• _TASK_
Transcribe word for word the part of the forum thread below about cooking rice in stock, between "Stock tastes better" and "the advice, everyone!", inclusive.

Definitely...gives your rice good taste.....but, try and get brown rice rather than white. Just dissolve the cube in the correct amount of water, then add your rice.


----------



## Andy M.

Stock tastes better than water. Use it.

Brown some angel hair pasta is butter, add the rinsed rice and toss with the butter. Add chicken stock and simmer fo 25 minutes. 

Viola! you've made pilaf.


----------



## seans_potato_business

Thanks for the advice, everyone!


----------



## BreezyCooking

You certainly can, but a better way - assuming it's not expensive where you are - would be to buy canned or cartoned chicken broth & just use that in place of the water to cook your rice.  Much less sodium & other flotsam & jetsum than the cubes.


----------



## auntdot

Breezy as usual is spot on. We always make rice with chicken stock.  

If it is too pricey where you are would add the cube or crystals.


----------



## Bean208

I always use stock or broth when I make my rice.  I also keep a box of orzo on hand to mix with the rice...when I remember I even brown it first but in the rush to get dinner on the table I often forget!!


----------



## kitchenelf

Bean208 said:


> I always use stock or broth when I make my rice.  I also keep a box of orzo on hand to mix with the rice...when I remember I even brown it first but in the rush to get dinner on the table I often forget!!



Bean - I LOVE to brown my rice before cooking - it creates a great flavor, doesn't it?  Add some sprigs of thyme in there (if it goes with your recipes of course) and it is superb!


----------



## Andy M.

Bean208 said:


> I always use stock or broth when I make my rice. I also keep a box of orzo on hand to mix with the rice...when I remember I even brown it first but in the rush to get dinner on the table I often forget!!


 

Chicken stock makes a big difference in flavor.

Next time, try it with beef stock.  It makes a great side for beef or lamb.


----------



## Bean208

Andy M. said:


> Chicken stock makes a big difference in flavor.
> 
> Next time, try it with beef stock. It makes a great side for beef or lamb.


 
I have used beef stock when doing beef dishes....it is my favorite!!


----------



## GrillingFool

I use chicken stock too. Costco had a wonderful deal on "all natural" 6 packs of it!
It is good in (gasp) water for boxed macaroni and cheese too. (I add dried minced
garlic and onion flakes to both sometimes, too.)


----------

• _RECORD LIST_

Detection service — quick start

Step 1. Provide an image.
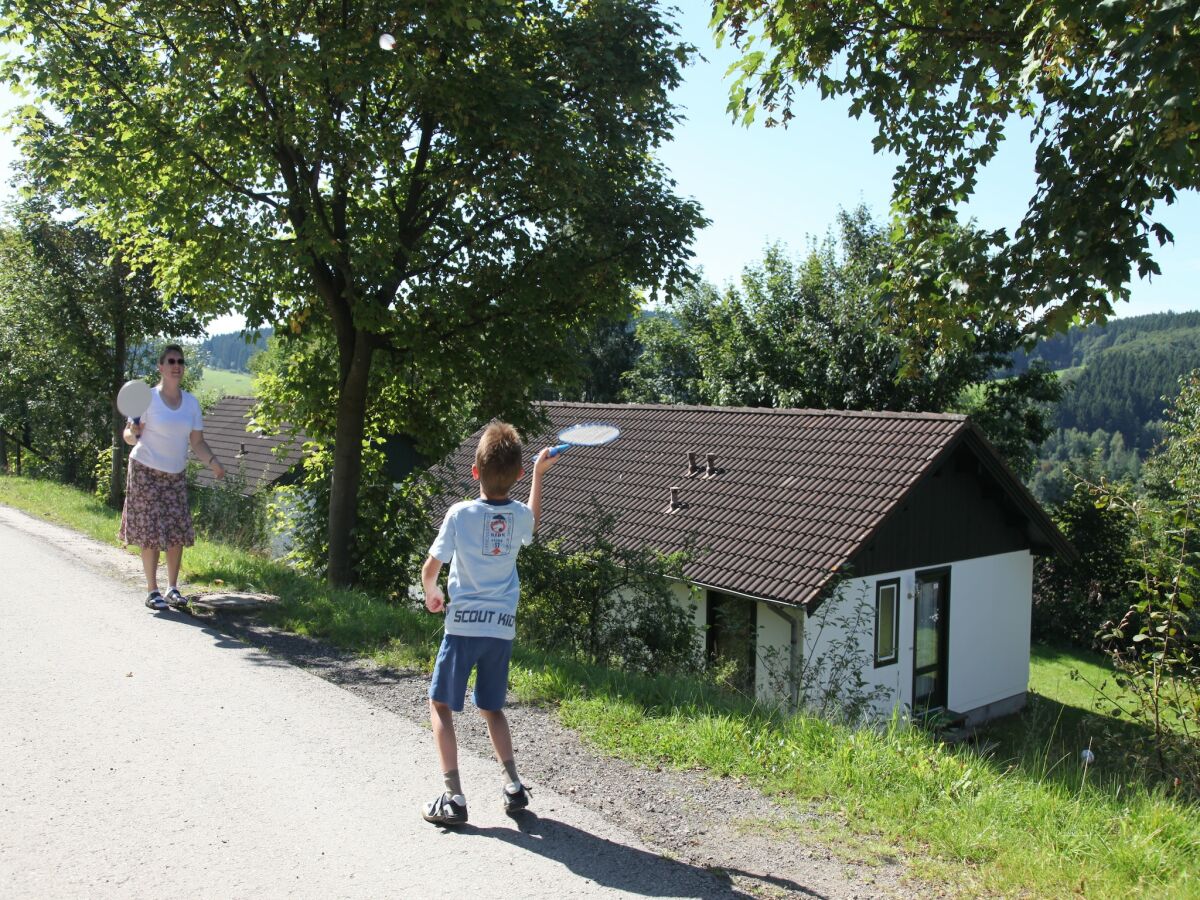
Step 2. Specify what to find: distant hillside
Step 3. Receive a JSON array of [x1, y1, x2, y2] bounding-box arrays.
[[1013, 312, 1200, 373], [1016, 312, 1200, 503], [200, 328, 274, 373], [1014, 312, 1200, 455]]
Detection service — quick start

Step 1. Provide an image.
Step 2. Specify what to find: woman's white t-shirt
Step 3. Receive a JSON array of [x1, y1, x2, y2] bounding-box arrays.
[[130, 385, 204, 473]]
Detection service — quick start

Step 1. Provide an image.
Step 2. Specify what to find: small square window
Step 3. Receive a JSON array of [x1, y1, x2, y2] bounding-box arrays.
[[875, 578, 900, 667]]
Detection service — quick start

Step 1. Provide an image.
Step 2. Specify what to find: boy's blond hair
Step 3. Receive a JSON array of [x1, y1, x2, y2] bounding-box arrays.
[[475, 422, 522, 497]]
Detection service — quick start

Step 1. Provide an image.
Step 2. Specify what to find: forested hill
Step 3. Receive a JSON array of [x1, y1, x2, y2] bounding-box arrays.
[[200, 328, 274, 372], [1013, 312, 1200, 373], [1016, 312, 1200, 452]]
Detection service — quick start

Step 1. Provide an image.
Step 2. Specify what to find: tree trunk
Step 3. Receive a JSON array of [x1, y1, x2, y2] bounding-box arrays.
[[328, 329, 371, 587], [108, 312, 126, 509]]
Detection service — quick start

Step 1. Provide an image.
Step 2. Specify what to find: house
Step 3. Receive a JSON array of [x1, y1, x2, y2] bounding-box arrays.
[[196, 397, 307, 497], [443, 402, 1074, 725]]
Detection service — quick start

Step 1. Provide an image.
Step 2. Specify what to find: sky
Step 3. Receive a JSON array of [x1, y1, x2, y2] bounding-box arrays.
[[0, 0, 1200, 334]]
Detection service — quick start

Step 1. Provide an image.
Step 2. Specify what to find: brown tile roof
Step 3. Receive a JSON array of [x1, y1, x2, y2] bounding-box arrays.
[[196, 397, 307, 494], [436, 403, 1075, 605]]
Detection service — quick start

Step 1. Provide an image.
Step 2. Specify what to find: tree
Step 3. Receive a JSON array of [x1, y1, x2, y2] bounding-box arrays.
[[1097, 370, 1200, 796], [713, 0, 1200, 338], [2, 0, 702, 584], [0, 193, 199, 508]]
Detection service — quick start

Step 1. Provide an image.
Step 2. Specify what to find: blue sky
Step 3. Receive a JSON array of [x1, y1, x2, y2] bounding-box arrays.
[[661, 0, 1200, 316], [0, 0, 1200, 334]]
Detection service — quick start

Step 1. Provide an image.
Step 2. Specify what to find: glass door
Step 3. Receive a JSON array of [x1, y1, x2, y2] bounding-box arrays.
[[912, 569, 950, 710]]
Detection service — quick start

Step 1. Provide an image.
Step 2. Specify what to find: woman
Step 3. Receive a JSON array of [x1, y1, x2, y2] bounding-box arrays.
[[119, 343, 224, 610]]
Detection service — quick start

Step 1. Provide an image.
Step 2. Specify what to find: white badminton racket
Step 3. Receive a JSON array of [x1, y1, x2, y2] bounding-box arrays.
[[550, 422, 620, 456], [116, 378, 150, 425]]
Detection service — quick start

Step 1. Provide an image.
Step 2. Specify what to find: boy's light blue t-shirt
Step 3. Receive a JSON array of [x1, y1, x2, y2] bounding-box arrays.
[[430, 497, 533, 641]]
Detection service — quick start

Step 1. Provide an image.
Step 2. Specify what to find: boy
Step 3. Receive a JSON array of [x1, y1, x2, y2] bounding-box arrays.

• _IN RESPONSE_
Stock tastes better than water. Use it.

Brown some angel hair pasta is butter, add the rinsed rice and toss with the butter. Add chicken stock and simmer fo 25 minutes. 

Viola! you've made pilaf.


----------



## seans_potato_business

Thanks for the advice, everyone!